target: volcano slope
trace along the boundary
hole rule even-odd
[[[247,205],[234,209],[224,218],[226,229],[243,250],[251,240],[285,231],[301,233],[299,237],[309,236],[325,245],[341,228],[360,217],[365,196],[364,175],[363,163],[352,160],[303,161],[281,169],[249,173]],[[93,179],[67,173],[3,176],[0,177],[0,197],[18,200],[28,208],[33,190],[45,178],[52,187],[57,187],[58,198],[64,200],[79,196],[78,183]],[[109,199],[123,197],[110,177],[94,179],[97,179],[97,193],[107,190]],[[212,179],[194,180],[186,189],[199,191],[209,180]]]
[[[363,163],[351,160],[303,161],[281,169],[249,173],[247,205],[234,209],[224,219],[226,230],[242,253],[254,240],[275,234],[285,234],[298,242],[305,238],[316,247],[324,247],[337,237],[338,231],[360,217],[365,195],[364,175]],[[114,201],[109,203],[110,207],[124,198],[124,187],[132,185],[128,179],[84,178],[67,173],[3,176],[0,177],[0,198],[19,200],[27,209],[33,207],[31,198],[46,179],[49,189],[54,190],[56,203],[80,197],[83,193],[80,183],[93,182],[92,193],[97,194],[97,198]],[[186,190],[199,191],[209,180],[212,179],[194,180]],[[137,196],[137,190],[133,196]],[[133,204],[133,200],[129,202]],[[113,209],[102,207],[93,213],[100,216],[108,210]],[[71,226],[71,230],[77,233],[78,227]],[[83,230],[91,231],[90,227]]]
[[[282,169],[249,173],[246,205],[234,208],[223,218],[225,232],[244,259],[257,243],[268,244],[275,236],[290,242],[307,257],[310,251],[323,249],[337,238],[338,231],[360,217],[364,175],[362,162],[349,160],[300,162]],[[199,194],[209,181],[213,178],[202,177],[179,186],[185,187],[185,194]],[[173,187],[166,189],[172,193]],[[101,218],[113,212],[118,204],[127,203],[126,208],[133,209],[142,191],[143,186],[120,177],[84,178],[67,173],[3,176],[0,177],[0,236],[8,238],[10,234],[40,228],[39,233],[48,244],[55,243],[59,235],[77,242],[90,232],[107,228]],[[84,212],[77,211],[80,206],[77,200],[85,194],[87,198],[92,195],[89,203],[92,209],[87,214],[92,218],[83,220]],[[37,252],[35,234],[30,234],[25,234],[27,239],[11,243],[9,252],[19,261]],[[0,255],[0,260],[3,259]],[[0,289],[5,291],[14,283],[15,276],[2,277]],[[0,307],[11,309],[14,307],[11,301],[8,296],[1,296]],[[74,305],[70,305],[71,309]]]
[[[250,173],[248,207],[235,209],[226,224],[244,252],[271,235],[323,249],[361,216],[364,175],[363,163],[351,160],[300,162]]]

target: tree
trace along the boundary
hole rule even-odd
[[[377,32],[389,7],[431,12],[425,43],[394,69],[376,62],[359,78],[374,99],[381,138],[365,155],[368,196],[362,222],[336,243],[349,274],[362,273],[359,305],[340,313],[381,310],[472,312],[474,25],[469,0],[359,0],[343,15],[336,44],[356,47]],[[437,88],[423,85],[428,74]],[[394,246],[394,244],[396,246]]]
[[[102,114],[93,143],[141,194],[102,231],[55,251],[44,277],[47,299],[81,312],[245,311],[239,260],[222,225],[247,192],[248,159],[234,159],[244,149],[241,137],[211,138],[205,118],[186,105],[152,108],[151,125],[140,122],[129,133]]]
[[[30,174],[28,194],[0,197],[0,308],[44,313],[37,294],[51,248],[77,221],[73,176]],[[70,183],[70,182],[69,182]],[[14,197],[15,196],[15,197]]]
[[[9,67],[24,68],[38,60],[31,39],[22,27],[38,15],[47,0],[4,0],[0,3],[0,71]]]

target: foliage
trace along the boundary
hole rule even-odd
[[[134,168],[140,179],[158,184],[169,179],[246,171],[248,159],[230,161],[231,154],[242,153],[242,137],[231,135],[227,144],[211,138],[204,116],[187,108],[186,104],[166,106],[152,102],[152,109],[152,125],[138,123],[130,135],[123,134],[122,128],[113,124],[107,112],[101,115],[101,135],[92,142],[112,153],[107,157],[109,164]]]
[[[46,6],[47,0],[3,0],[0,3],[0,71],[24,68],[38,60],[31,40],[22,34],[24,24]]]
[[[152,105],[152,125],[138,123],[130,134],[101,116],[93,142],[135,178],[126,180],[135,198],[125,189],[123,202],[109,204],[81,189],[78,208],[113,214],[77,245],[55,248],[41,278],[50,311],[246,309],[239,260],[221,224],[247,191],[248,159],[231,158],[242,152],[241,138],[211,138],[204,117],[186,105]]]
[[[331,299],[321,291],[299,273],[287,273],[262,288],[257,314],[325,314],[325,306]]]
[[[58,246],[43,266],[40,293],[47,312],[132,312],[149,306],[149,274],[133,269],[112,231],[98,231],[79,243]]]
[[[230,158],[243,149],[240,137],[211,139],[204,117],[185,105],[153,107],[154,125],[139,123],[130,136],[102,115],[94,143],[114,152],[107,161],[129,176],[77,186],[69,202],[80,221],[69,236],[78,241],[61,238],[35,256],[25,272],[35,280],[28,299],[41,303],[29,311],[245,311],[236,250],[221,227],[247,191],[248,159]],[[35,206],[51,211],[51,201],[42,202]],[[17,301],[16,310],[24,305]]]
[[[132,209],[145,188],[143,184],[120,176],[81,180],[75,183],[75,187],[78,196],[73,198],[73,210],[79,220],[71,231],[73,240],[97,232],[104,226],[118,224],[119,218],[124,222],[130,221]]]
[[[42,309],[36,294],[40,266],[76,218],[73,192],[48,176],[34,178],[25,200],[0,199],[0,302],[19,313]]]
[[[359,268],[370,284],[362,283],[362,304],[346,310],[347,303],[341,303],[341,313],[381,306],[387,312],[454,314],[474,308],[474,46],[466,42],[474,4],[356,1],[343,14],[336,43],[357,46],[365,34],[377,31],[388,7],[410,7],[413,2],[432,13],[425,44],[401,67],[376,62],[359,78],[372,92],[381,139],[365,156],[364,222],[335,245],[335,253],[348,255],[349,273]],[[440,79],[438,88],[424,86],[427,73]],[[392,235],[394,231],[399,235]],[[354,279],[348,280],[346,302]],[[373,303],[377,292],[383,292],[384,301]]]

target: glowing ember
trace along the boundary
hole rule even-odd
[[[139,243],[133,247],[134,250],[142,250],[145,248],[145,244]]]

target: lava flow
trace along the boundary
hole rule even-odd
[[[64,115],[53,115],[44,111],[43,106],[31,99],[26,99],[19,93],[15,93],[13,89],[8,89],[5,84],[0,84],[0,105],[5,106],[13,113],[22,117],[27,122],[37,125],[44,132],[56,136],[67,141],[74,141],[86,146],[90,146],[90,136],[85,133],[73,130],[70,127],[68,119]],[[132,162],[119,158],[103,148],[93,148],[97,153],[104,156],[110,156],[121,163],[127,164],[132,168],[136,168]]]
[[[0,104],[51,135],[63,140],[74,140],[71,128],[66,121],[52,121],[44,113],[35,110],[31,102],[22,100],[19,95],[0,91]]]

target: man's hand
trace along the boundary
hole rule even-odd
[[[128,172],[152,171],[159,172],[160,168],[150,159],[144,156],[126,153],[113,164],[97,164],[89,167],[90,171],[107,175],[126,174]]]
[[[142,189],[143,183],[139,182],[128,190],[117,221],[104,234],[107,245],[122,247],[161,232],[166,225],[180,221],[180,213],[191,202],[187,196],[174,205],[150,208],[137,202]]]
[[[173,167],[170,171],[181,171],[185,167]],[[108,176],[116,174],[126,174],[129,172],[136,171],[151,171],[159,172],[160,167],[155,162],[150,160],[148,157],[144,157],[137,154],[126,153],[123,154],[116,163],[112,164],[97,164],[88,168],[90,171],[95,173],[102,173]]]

■ ■ ■ ■ ■ ■ ■

• _PROBLEM_: Write out all the material exactly, keeping each word.

• _SOLVED PROBLEM_:
target: volcano slope
trace along the boundary
hole rule even-odd
[[[247,205],[234,209],[224,218],[226,229],[243,250],[251,240],[285,231],[301,233],[299,237],[309,236],[325,245],[341,228],[360,217],[365,196],[364,175],[363,163],[352,160],[303,161],[281,169],[249,173]],[[93,179],[67,173],[3,176],[0,177],[0,197],[18,200],[28,208],[33,190],[45,178],[52,187],[57,187],[58,198],[64,200],[79,196],[78,183]],[[109,199],[123,197],[110,177],[94,179],[97,179],[97,193],[107,190]],[[212,179],[194,180],[186,189],[199,191],[209,180]]]
[[[363,163],[351,160],[303,161],[281,169],[249,173],[247,205],[234,209],[224,219],[226,230],[242,253],[254,240],[275,234],[285,234],[298,242],[305,238],[316,247],[324,247],[337,237],[338,231],[360,217],[365,195],[364,175]],[[114,201],[109,203],[110,207],[124,198],[124,187],[132,185],[128,179],[84,178],[67,173],[3,176],[0,177],[0,198],[19,200],[27,209],[33,207],[31,198],[46,179],[49,189],[54,190],[56,203],[80,197],[83,193],[80,183],[93,182],[92,193],[97,194],[97,198]],[[186,190],[199,191],[209,180],[212,179],[194,180]],[[137,196],[137,190],[133,196]],[[133,204],[133,200],[129,202]],[[113,209],[102,207],[93,213],[100,216],[108,210]],[[71,226],[71,230],[77,233],[78,227]],[[83,230],[91,231],[90,227]]]
[[[282,169],[249,173],[246,205],[234,208],[223,218],[225,232],[244,259],[257,243],[268,244],[275,236],[290,242],[307,257],[310,251],[323,249],[337,238],[338,231],[360,217],[364,175],[362,162],[349,160],[300,162]],[[199,194],[209,181],[213,178],[202,177],[179,186],[185,187],[185,194]],[[173,187],[166,189],[172,193]],[[101,218],[113,212],[118,204],[127,203],[126,208],[133,209],[142,191],[143,186],[120,177],[84,178],[67,173],[3,176],[0,177],[0,236],[8,238],[10,234],[40,228],[39,233],[48,244],[55,243],[59,235],[77,242],[90,232],[107,228]],[[84,212],[77,211],[80,206],[77,200],[85,194],[87,198],[92,195],[89,203],[92,209],[87,214],[92,218],[83,220]],[[37,252],[35,234],[30,234],[25,234],[27,239],[11,243],[9,252],[19,261]],[[0,255],[0,260],[3,259]],[[0,289],[5,291],[14,283],[15,276],[2,277]],[[0,307],[11,309],[14,307],[11,301],[8,296],[1,296]],[[74,305],[70,305],[71,309]]]
[[[250,173],[248,207],[235,209],[226,224],[244,252],[271,235],[323,249],[361,216],[364,175],[363,163],[351,160],[300,162]]]

target: tree
trace along the boundary
hole rule even-odd
[[[377,32],[389,7],[431,12],[425,43],[394,69],[376,62],[359,78],[374,99],[381,138],[365,155],[368,196],[362,222],[336,243],[349,274],[362,273],[359,305],[340,313],[381,310],[472,312],[474,25],[469,0],[359,0],[343,15],[336,44],[356,47]],[[437,88],[423,85],[428,74]],[[394,246],[394,244],[396,246]]]
[[[102,114],[93,143],[141,194],[102,231],[55,251],[44,277],[47,299],[81,312],[245,311],[239,260],[222,225],[247,192],[248,159],[234,159],[244,149],[241,137],[211,138],[205,118],[186,105],[152,108],[151,125],[140,122],[129,133]]]
[[[30,174],[28,194],[0,197],[0,308],[44,313],[37,294],[51,248],[77,221],[73,176]],[[70,183],[70,182],[69,182]],[[14,197],[15,196],[15,197]]]
[[[9,67],[24,68],[38,60],[31,39],[22,27],[38,15],[47,0],[4,0],[0,3],[0,71]]]

target: foliage
trace along the boundary
hole rule even-odd
[[[134,168],[140,179],[158,184],[169,179],[246,171],[248,159],[230,161],[231,154],[242,153],[242,137],[231,135],[227,144],[211,138],[204,116],[187,108],[186,104],[166,106],[152,102],[152,109],[152,125],[138,123],[130,135],[123,134],[122,128],[113,124],[107,112],[101,115],[101,135],[92,142],[112,153],[107,157],[109,164]]]
[[[46,6],[47,0],[3,0],[0,3],[0,71],[24,68],[38,60],[31,40],[22,34],[24,24]]]
[[[152,105],[152,125],[138,123],[130,134],[101,116],[93,142],[135,178],[126,180],[135,198],[125,189],[123,202],[109,204],[81,189],[78,208],[113,214],[77,245],[55,248],[41,278],[50,311],[246,309],[239,260],[221,224],[247,191],[248,159],[231,158],[242,152],[241,138],[211,138],[204,117],[186,105]]]
[[[331,299],[321,291],[299,273],[287,273],[262,288],[257,314],[325,314],[325,306]]]
[[[58,246],[43,266],[40,293],[47,312],[132,312],[149,306],[149,274],[133,269],[112,231],[98,231],[79,243]]]
[[[230,158],[243,149],[240,137],[211,139],[204,117],[185,105],[153,107],[154,125],[139,123],[130,136],[102,115],[94,143],[114,152],[107,161],[129,176],[77,186],[69,202],[80,221],[69,236],[78,241],[61,238],[35,256],[25,272],[35,280],[28,299],[41,303],[29,311],[245,311],[236,250],[221,227],[247,191],[248,159]],[[35,206],[51,211],[51,201],[42,202]],[[17,301],[16,310],[24,305]]]
[[[132,209],[145,188],[143,184],[120,176],[81,180],[75,183],[75,187],[78,196],[73,198],[73,210],[79,220],[71,231],[73,240],[97,232],[104,226],[118,224],[119,218],[124,222],[130,221]]]
[[[42,309],[36,294],[40,266],[76,218],[73,192],[48,176],[34,178],[25,200],[0,199],[0,302],[19,313]]]
[[[359,268],[370,284],[362,283],[362,304],[346,310],[347,303],[341,303],[341,313],[381,306],[387,312],[454,314],[474,308],[474,46],[466,42],[474,4],[356,1],[343,14],[336,43],[357,46],[365,34],[377,31],[388,7],[410,7],[413,2],[432,13],[425,44],[401,67],[376,62],[359,78],[372,92],[381,139],[365,156],[364,222],[335,245],[335,253],[348,255],[349,273]],[[440,79],[438,88],[424,86],[427,73]],[[392,235],[394,231],[399,235]],[[354,279],[348,280],[346,302]],[[373,303],[377,292],[383,292],[384,301]]]

target: glowing ember
trace along the boundary
hole rule even-odd
[[[139,243],[133,247],[134,250],[142,250],[145,248],[145,244]]]

target: lava flow
trace along the boundary
hole rule even-odd
[[[64,115],[53,115],[44,111],[43,106],[31,99],[26,99],[19,93],[15,93],[13,89],[8,89],[5,84],[0,84],[0,105],[5,106],[13,113],[22,117],[27,122],[37,125],[44,132],[56,136],[67,141],[74,141],[86,146],[90,146],[90,136],[85,133],[73,130],[70,127],[68,119]],[[132,162],[119,158],[103,148],[93,148],[97,153],[104,156],[110,156],[121,163],[127,164],[132,168],[136,168]]]
[[[0,104],[51,135],[63,140],[74,140],[71,128],[66,121],[52,121],[44,113],[35,110],[31,102],[22,100],[19,95],[0,91]]]

target: man's hand
trace along the boundary
hole rule even-odd
[[[128,172],[152,171],[159,172],[160,168],[150,159],[144,156],[126,153],[113,164],[97,164],[89,167],[90,171],[107,175],[126,174]]]
[[[142,189],[143,183],[139,182],[128,190],[117,221],[104,234],[107,245],[122,247],[161,232],[166,225],[180,221],[180,213],[191,202],[187,196],[174,205],[150,208],[137,202]]]
[[[173,167],[170,171],[181,171],[185,167]],[[108,176],[116,174],[126,174],[129,172],[136,171],[151,171],[159,172],[160,167],[155,162],[150,160],[148,157],[144,157],[137,154],[126,153],[123,154],[116,163],[112,164],[97,164],[88,168],[90,171],[95,173],[102,173]]]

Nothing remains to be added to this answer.